■ **Given problem**: Report every line of the records that contains the word "outstretched", copying each such line in full. The match is case-sensitive.

■ **Provided entries**:
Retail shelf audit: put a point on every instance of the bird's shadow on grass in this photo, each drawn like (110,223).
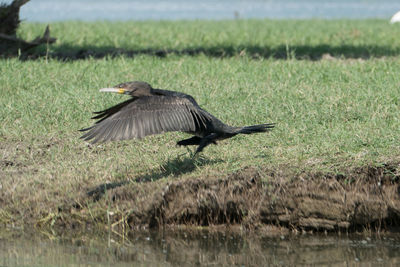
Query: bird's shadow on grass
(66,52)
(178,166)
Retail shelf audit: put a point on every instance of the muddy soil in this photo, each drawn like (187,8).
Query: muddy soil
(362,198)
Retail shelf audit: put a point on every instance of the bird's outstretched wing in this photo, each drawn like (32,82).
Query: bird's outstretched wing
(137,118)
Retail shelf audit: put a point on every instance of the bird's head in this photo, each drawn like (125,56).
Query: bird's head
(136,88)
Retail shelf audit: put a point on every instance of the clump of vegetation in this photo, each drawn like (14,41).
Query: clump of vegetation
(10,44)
==
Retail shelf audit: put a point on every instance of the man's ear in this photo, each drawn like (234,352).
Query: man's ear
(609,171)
...
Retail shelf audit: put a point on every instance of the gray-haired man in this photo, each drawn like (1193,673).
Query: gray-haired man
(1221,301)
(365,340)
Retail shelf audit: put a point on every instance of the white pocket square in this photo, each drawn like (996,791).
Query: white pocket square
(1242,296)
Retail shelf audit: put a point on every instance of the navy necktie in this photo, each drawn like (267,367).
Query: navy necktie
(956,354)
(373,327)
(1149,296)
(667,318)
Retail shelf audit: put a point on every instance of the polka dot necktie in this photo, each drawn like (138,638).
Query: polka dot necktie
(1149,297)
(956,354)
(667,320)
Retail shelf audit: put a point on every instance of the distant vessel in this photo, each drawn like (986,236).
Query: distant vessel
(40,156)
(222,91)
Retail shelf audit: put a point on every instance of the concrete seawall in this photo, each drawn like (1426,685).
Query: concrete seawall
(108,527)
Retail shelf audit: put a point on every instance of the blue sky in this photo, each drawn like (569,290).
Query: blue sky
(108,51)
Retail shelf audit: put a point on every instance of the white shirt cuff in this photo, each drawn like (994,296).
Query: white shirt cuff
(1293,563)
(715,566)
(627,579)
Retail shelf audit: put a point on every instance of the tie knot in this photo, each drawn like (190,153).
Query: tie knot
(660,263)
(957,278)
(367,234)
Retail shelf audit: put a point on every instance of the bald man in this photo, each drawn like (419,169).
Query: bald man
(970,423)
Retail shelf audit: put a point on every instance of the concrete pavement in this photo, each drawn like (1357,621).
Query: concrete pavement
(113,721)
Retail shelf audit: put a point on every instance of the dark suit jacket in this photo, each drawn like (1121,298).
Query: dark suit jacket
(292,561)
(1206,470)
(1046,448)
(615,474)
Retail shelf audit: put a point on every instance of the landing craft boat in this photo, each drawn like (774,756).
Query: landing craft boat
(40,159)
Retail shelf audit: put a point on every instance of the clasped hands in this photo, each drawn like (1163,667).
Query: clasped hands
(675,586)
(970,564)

■ **Exercise response**:
Retail shelf audit: put a point on every instance of the bird's outstretched wing in this photo, each drawn like (32,82).
Query: bird's outstretched wing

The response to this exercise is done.